• Exercise aim
Pick out every line in the records below that contains the string "marmoset", matching case exactly, and copy each one.
##### Excerpted records #####
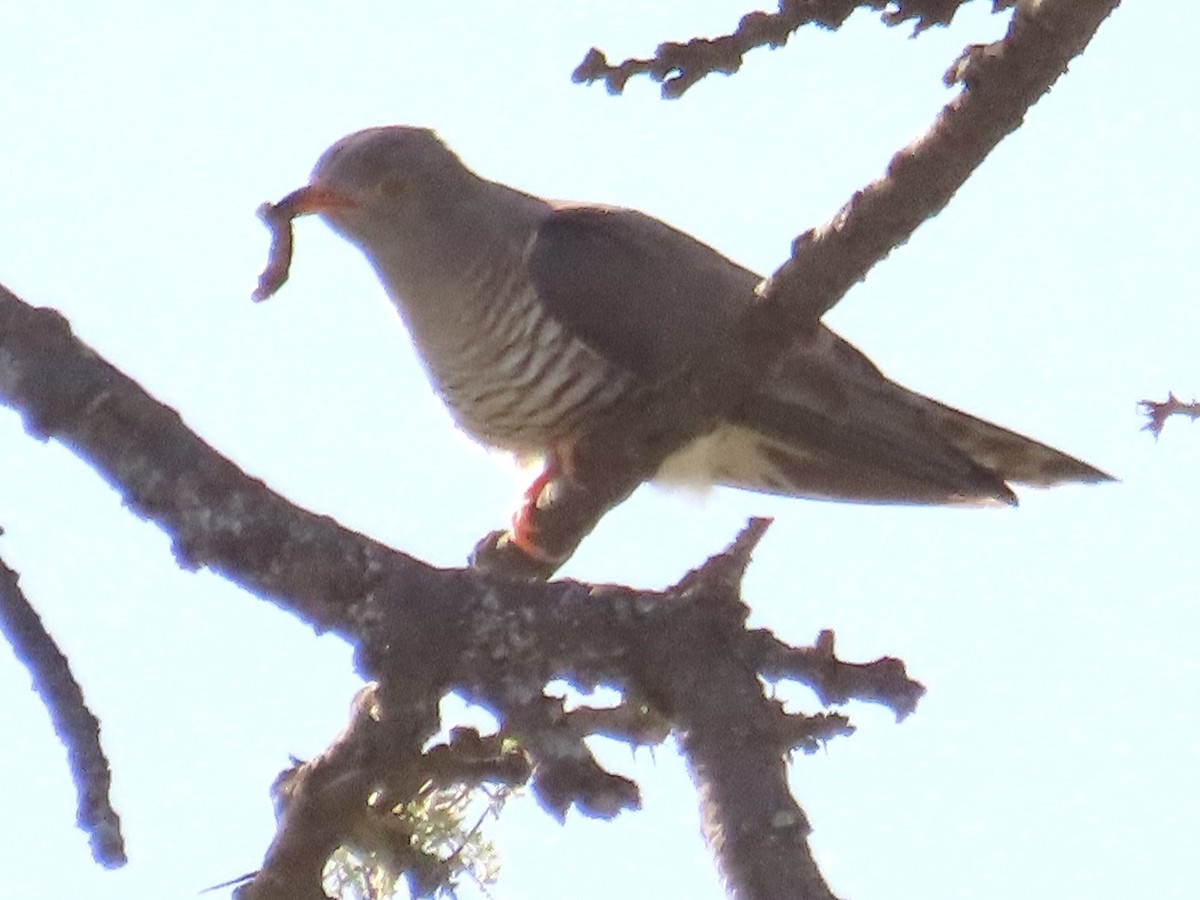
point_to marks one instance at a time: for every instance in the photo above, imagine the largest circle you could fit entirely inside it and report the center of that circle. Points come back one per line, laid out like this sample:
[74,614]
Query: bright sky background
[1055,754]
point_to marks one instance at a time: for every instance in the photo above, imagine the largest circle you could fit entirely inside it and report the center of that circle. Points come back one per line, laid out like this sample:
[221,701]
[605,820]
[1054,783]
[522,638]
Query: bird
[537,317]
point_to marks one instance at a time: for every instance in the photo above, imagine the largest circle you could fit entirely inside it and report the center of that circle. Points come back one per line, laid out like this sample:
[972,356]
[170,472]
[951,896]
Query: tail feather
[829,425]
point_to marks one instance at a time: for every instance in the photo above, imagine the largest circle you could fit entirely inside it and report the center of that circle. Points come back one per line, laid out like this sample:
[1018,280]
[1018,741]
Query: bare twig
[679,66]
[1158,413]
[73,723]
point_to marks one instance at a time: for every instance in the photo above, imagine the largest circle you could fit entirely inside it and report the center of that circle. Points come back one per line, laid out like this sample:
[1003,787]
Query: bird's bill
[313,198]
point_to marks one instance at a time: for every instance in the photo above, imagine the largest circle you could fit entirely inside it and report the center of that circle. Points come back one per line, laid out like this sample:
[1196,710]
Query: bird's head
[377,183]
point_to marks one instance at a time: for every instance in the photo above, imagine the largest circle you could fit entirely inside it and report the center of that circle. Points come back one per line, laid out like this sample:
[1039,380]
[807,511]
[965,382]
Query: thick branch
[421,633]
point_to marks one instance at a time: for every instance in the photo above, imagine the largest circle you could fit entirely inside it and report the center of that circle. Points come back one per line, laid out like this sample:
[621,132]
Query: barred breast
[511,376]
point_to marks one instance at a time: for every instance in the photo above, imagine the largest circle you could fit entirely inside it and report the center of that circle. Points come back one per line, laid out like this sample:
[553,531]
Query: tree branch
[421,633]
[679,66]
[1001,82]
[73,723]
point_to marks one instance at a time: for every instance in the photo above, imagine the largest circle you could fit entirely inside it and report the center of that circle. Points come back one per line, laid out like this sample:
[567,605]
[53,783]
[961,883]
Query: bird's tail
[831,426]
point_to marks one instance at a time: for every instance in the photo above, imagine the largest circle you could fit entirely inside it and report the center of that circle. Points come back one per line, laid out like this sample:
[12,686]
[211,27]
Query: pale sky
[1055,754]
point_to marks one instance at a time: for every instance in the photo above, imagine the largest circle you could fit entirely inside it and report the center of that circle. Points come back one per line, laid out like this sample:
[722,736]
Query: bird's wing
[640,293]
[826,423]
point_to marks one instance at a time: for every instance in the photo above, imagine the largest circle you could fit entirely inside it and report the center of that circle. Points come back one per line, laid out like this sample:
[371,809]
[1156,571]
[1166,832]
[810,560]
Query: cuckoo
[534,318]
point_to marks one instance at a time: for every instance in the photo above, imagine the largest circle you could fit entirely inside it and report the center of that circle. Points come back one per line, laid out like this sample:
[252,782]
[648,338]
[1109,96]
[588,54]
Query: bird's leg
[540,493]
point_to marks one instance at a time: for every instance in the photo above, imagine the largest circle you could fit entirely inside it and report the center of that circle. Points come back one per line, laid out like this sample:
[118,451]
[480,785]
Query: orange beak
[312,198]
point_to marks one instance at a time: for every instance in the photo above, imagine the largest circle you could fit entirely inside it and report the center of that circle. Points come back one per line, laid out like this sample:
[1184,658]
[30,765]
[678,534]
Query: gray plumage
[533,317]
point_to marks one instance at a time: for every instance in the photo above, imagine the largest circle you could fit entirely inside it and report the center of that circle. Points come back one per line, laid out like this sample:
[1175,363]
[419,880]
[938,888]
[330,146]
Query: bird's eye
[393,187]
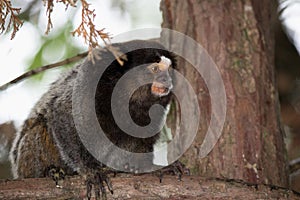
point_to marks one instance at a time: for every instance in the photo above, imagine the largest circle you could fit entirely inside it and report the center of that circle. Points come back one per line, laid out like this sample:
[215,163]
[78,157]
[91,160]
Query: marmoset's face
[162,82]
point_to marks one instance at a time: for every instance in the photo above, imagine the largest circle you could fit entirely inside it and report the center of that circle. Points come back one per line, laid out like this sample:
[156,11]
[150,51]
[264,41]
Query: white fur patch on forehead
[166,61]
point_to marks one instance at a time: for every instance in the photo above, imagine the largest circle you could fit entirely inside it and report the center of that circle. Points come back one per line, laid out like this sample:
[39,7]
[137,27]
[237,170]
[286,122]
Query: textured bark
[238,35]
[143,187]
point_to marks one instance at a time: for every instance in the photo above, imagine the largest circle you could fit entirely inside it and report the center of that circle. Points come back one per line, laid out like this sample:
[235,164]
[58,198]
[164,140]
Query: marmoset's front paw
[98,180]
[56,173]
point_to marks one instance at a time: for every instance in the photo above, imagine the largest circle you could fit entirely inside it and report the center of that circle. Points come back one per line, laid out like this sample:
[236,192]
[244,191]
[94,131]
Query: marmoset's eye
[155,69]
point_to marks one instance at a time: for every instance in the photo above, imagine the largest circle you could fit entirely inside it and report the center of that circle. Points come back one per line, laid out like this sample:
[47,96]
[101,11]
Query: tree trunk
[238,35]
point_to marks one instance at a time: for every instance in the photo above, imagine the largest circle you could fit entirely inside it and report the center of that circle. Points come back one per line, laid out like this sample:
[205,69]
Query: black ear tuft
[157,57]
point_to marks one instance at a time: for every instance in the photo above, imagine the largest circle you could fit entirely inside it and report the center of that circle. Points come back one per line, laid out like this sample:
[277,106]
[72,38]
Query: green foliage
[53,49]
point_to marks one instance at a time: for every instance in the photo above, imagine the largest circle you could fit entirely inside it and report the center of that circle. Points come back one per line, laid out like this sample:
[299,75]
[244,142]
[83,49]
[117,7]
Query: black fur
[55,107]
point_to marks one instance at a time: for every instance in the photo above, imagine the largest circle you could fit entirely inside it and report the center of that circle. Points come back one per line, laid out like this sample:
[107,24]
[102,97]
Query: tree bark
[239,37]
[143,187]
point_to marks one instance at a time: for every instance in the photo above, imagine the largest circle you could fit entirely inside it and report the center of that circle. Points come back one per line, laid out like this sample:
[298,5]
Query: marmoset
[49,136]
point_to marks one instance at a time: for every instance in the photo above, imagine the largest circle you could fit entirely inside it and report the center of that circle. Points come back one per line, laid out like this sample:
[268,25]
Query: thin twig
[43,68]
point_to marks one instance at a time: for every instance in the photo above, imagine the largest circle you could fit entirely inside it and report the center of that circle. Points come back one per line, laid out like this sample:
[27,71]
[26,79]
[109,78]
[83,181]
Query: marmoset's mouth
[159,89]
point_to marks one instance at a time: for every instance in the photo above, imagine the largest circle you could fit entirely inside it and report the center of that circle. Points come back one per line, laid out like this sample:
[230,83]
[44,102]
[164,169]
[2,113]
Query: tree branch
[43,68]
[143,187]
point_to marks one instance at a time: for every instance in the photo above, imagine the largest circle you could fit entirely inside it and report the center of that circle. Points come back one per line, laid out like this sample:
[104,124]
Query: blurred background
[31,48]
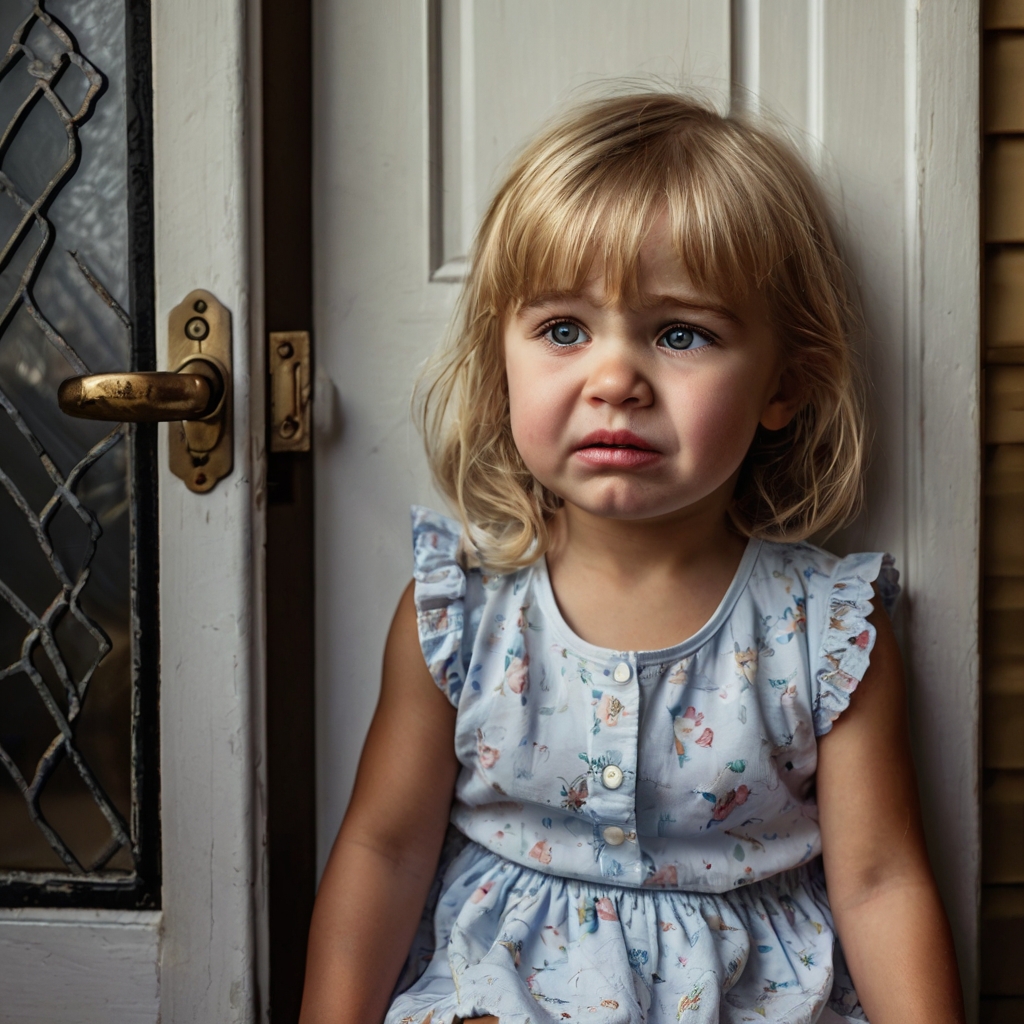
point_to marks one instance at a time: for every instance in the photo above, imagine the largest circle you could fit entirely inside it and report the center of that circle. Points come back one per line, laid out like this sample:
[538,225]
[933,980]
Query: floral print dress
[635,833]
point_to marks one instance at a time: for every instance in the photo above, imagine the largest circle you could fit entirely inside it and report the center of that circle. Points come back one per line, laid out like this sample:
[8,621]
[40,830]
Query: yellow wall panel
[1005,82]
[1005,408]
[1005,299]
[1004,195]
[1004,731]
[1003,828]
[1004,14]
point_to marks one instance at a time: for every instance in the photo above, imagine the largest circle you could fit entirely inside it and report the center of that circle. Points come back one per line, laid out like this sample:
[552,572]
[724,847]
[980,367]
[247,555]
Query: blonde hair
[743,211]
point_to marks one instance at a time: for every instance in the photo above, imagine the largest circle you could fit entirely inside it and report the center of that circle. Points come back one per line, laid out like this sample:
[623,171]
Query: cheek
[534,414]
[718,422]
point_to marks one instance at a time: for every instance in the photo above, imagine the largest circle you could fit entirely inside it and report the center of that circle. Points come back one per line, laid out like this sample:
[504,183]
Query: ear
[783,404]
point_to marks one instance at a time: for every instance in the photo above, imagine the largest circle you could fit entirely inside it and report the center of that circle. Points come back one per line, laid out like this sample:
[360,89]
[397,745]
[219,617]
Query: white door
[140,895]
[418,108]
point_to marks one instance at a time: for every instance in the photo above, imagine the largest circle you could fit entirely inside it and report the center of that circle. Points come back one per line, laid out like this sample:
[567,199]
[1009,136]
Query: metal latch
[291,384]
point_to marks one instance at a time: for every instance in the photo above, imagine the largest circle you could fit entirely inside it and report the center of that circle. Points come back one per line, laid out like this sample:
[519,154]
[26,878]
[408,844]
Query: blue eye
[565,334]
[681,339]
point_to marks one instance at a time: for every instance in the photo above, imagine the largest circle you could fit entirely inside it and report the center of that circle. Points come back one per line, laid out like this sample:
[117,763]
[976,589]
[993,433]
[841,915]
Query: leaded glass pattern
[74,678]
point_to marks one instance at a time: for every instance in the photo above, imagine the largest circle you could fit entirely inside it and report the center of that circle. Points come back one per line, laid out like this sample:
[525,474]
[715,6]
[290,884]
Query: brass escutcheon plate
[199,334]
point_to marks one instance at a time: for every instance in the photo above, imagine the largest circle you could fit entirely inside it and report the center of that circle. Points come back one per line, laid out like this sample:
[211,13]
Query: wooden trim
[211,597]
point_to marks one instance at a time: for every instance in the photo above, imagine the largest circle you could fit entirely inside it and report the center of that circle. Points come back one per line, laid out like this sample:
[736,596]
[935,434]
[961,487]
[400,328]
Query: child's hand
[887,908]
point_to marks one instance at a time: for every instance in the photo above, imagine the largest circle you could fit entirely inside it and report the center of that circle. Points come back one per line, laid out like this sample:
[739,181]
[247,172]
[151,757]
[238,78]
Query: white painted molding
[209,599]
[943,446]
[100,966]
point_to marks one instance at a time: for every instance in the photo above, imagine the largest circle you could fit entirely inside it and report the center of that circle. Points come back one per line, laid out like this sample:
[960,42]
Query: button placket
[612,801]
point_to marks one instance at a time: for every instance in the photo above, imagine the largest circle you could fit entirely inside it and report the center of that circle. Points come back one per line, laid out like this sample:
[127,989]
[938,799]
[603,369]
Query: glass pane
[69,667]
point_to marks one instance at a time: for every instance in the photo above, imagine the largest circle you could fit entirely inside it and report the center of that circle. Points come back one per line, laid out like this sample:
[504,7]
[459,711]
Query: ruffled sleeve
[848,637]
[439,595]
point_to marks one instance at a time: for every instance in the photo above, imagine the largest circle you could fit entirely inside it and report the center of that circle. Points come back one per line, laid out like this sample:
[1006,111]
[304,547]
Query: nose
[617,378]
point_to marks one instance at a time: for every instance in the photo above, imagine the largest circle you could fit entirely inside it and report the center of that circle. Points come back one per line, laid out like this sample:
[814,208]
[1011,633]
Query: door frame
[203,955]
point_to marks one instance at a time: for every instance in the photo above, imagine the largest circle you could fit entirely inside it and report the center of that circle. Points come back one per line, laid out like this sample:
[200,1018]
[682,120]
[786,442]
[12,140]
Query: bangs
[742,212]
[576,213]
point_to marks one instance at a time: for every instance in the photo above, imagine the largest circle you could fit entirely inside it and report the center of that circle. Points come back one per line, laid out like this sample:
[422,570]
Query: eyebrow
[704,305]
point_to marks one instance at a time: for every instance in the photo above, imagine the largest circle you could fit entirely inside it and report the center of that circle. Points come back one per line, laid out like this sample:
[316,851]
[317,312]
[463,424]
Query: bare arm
#####
• Response
Query: marmoset's face
Query: marmoset's front paw
Query: marmoset's eye
Query: marmoset
Query: marmoset's mouth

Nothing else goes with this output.